* begin EXTRACT *

DDPM’s key insight: instead of predicting the denoised image directly, have the model predict the noise at the current timestep. The training loss is remarkably simple:

$\mathcal{L} = \mathbb{E}_{t, x_0, \epsilon}\left[\| \epsilon - \epsilon_\theta(x_t, t) \|^2\right]$

A straightforward MSE between the model’s predicted noise $\epsilon_\theta$ and the actual noise $\epsilon$ that was added.

Denoising Step: 0/10

Click “Next Step” to observe: at each step the model predicts the noise component (middle grid), then subtracts it from the current image to produce a cleaner result. After all steps, pure noise is restored into a coherent image.

Noise Schedules

The schedule of $\beta_t$ significantly impacts generation quality. The original DDPM used a linear schedule ( $\beta_t$ increasing linearly from 0.0001 to 0.02), but subsequent work (Nichol & Dhariwal, 2021) identified problems with this approach.

The linear schedule flaw: $\bar{\alpha}_t$ drops too quickly in early timesteps, meaning many sampling steps are “wasted” in regions where noise is already dominant and signal changes are minimal.

The cosine schedule adjusts the decay curve of $\bar{\alpha}_t$ to distribute signal-to-noise ratio changes more uniformly across the timeline, making every step count:

$\bar{\alpha}_t = \frac{f(t)}{f(0)}, \quad f(t) = \cos\left(\frac{t/T + s}{1 + s} \cdot \frac{\pi}{2}\right)^2$

Hover over the curves to see exact values. The linear schedule (blue) causes $\bar{\alpha}_t$ to decay to near-zero within the first few hundred steps, while the cosine schedule (green) decays more gradually, utilizing every sampling step effectively.

U-Net Backbone

The denoising network $\epsilon_\theta$ in diffusion models typically uses a U-Net architecture. This encoder-decoder structure passes information across resolutions via skip connections, making it well-suited for extracting signal from noisy images.

Key design elements of the U-Net:

Encoder: Progressive downsampling (64 to 32 to 16 to 8), increasing channel count, extracting high-level semantic features
Decoder: Progressive upsampling, fusing encoder detail via skip connections
Timestep embedding: $t$ is converted to a vector via sinusoidal positional encoding, injected into each ResBlock (analogous to Transformer positional encoding)
Attention layers: Self-Attention at low-resolution layers (16x16, 8x8) captures global dependencies

Hover over each block for details. Notice how skip connections (orange dashed lines) link encoder and decoder at matching resolutions — these connections allow the decoder to directly access high-resolution features preserved by the encoder during reconstruction.

Conditional Generation and Classifier-Free Guidance

An unconditional diffusion model can only generate random images. To achieve text-guided generation (e.g., “a cat on the moon”), we need conditional generation.

* end EXTRACT *
* begin DATA LINES *

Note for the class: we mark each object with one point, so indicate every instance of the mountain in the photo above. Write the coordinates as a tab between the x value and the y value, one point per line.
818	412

* end DATA LINES *

▶ **TASKS TO CARRY OUT**:
[1] According to the diffusion extract, over what range did the original DDPM's linear schedule increase beta_t?
[2] Rewrite the diffusion extract starting at "Conditional Generation and" and ending at "need conditional generation.", substituting "arbitrary" for "random".

▶ **ANSWERS FOR THE TASKS**:
[1] From 0.0001 to 0.02.

[2]
Conditional Generation and Classifier-Free Guidance

An unconditional diffusion model can only generate arbitrary images. To achieve text-guided generation (e.g., “a cat on the moon”), we need conditional generation.